- [READING TEXT]:
I wrote a bit more about it here:

https://users.rust-lang.org/t/c-pitfalls-hard-to-avoid-that-...

Even isolation and recovery at the process level does not guarantee that a multi-process application will have no invalid state! By the time invalid state is detected in one process and a panic happens, the invalid state may have already propagated to another process via IPC messaging.

And even taking down an entire multi-process application doesn't fully protect against invalid state, if that invalid state has wound up in persistent storage.

All recoveries from panics are ultimately heuristics.

Your goal should be for your software to behave correctly regardless of persistent state. That is, all persistent states are valid, or else that's a grave bug.

If the situation is "Program fails when restoring from state X" the priority for "Don't fail when restoring from state X" is higher than for "Don't cause whatever happened that results in state X".

Example: Let's say your code believes 'foo' is supposed to be a file with an XML structure in it. A user reports that something went wrong and now the program crashes, the file 'foo' is now exactly 4096 bytes (one page on most architectures) of binary noise.

Correct priority: #1 Make the program work when 'foo' is not an XML file. If possible (maybe 'foo' is storing animated profile pictures for a chat program) it should carry on, if that's impractical (maybe 'foo' defines which model of X-ray machine we're hooked up to, best not to press on without knowing) it should give a clear error explaining what's wrong.

#2 only after fixing #1 figure out how 'foo' gets corrupted and try to solve that.

Nitpick: this isn't really about persistent state specifically, but any shared (and especially mutable) state, including but not limited to state shared across multiple temporally-nonoverlapping instances of the same program. Eg, compare when 'foo' is provided as input or fetched across a network.
> if that invalid state has wound up in persistent storage.

The same can be said for a program recovering from a power loss?

> much easier to find through fuzzing

Note that you can fuzz with debug asserts enabled.

Crash-only software is a fantastic paper that teaches another school of thought: always panic gracefully and be quick to recover. This assumes that you have a quick recovery plan for panics, if you panic, which is then fine (but not always the case).

> Panicking is, in many ways, the best-case scenario for code that contains a bug.

The very opposite: it's among the worst behaviors, short of creating a vulnerability.

From any modern languages we should expect an exception to be raised.

"Panic" is essentially the Rust name for exceptions. They are even implemented the same as C++ exceptions in terms of codegen. The real differences are cultural rather than technical, as I touch on in this thread:

https://users.rust-lang.org/t/c-pitfalls-hard-to-avoid-that-...

No, it does not have the same semantics of exceptions.
Care to give an example or two?

Rust panics, like C++ exceptions, can unwind the stack and invoke Drop/destructors.

Rust panics, like C++ exceptions, can be caught, inspected, and recovered from - using std::panic::catch_unwind instead of try/catch statements.

Rust panics can be rethrown with std::panic::resume_unwind, just as you can rethrow C++ exceptions with "throw;".

Rust panic payloads can be a wide variety of types - anything that conforms to "dyn Any + Send + 'static" - just as you can throw a wide variety of exception types in C++. While Rust panic payloads are typically a &str or String, they're not limited to that, and C++ lets you throw C-strings or std::string too.

Unhandled Rust panics terminate the application, unhandled C++ exceptions std::terminate (which by default invokes abort) the application.

It's discouraged to use Rust panics for general control flow, but that's cultural rather than semantic - you can totally use them for control flow. Nothing is stopping you, except hopefully your code reviewer.

Rust panics can be configured to abort instead of unwinding, but that's just a cleaner alternative to C++ compilers typically giving you the option to disable exceptions entirely - and it's not unheard of for a C++ library to wrap exception throwing with macros, such that these can abort instead when built without exception handling support.

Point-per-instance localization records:
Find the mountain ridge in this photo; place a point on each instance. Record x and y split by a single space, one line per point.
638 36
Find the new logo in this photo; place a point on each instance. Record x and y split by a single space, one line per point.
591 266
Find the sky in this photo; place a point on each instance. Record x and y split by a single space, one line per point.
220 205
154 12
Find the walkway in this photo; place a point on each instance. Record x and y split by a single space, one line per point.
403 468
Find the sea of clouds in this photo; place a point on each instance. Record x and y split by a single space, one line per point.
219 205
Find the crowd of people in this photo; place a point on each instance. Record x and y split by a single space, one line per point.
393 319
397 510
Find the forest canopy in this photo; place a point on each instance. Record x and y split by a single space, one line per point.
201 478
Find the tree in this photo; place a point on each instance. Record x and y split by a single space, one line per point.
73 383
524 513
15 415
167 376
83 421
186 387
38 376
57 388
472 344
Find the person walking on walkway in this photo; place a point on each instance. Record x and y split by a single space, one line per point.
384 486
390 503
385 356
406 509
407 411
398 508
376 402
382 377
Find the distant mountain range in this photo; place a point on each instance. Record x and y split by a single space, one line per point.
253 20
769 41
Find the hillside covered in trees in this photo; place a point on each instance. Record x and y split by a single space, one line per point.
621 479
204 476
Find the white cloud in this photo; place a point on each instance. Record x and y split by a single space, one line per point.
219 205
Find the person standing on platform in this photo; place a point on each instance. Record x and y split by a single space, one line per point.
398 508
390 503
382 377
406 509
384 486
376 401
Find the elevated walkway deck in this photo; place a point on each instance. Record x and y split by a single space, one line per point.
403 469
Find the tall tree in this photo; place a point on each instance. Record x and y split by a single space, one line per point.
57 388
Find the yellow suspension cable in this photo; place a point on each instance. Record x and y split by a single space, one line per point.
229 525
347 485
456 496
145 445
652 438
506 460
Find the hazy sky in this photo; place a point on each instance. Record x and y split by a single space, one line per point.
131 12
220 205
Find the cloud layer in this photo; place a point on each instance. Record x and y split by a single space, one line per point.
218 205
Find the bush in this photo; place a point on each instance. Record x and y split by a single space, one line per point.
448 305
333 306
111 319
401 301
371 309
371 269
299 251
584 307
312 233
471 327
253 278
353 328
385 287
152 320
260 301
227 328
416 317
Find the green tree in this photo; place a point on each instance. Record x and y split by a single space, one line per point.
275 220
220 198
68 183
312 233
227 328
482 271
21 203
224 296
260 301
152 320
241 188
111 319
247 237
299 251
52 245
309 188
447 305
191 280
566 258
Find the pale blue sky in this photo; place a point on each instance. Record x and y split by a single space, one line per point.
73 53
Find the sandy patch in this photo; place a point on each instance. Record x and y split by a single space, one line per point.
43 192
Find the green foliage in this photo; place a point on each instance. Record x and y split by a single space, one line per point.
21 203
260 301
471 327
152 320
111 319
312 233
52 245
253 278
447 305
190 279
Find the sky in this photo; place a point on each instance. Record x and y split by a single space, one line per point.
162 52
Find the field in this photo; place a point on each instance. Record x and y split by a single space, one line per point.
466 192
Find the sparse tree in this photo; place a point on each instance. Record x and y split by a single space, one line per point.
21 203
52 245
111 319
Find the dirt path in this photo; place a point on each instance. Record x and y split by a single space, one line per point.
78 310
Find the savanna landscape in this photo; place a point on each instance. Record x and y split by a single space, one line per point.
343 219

- [TASK BRIEF]: In the thread on Rust panics, why doesn't isolation and recovery at the process level guarantee that a multi-process application will have no invalid state?

- [EXERCISE RESPONSE]: By the time invalid state is detected in one process and a panic happens, that invalid state may already have spread to another process through IPC messaging.